ASSIGNED TASK A = Copy the part of the thyroid function tests text that opens with the words containing "Thyroid function tests for" and closes with "routine health assessments.", word for word.
ASSIGNED TASK B =
Answer these questions from the thyroid function tests text:
(i) Which thyroid disorder is called the most common in the pediatric population?
(ii) In which two age groups are thyroid function tests the most frequently ordered endocrine investigations?
(iii) At what level is the defect in secondary or central thyroid disorders?
ASSIGNED TASK C = List each item named after the word "for" in the first line of the thyroid function tests text.

PROVIDED TEXT =
#####

Thyroid function tests for MBBS, LAB. MED & BDS.pptx

Thyroid Function Tests Rajendra Dev Bhatt, PhD Scholar Asst. Professor/Clinical Biochemist Clinical Biochemistry & Laboratory Medicine Fellow: Translational Research (2018-2022) in CVD in Nepal, NHLBI & NIH, USA

Hypothyroidism is the most common thyroid disorder in the pediatric (as well as adult) population . In recent years, there appears to be an increase in the use of TFTs by clinicians during routine health assessments.

Introduction Thyroid function tests (TFTs) are the most frequently ordered endocrine investigations in children and adolescents. Abnormalities in TFTs can help in diagnosis of primary thyroid disorders (i.e. disorders in which the defect is at the thyroid level) as well as secondary or central thyroid disorders (in which defect is at the pituitary level).

#####

RAW DATA =
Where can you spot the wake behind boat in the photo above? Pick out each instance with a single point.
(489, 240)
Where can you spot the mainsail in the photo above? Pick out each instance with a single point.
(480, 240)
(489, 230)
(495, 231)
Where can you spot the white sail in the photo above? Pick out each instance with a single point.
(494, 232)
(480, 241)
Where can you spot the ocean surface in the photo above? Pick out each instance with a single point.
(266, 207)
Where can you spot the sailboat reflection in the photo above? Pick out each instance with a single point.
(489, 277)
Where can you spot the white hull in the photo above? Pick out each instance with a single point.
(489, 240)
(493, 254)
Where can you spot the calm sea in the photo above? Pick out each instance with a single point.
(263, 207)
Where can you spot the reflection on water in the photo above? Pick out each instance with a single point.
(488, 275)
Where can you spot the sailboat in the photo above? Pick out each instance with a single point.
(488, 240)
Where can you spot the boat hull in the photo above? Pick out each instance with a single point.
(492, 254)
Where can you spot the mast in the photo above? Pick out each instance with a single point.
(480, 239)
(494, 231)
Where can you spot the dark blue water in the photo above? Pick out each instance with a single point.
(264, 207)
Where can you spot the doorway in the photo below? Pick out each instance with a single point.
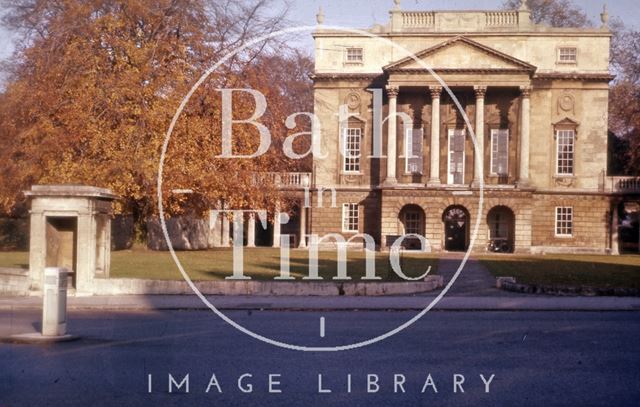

#####

RESULT A =
Thyroid function tests for MBBS, LAB. MED & BDS.pptx

Thyroid Function Tests Rajendra Dev Bhatt, PhD Scholar Asst. Professor/Clinical Biochemist Clinical Biochemistry & Laboratory Medicine Fellow: Translational Research (2018-2022) in CVD in Nepal, NHLBI & NIH, USA

Hypothyroidism is the most common thyroid disorder in the pediatric (as well as adult) population . In recent years, there appears to be an increase in the use of TFTs by clinicians during routine health assessments.

RESULT B =
(i) Hypothyroidism
(ii) Children and adolescents
(iii) The pituitary level

RESULT C =
MBBS
LAB. MED
BDS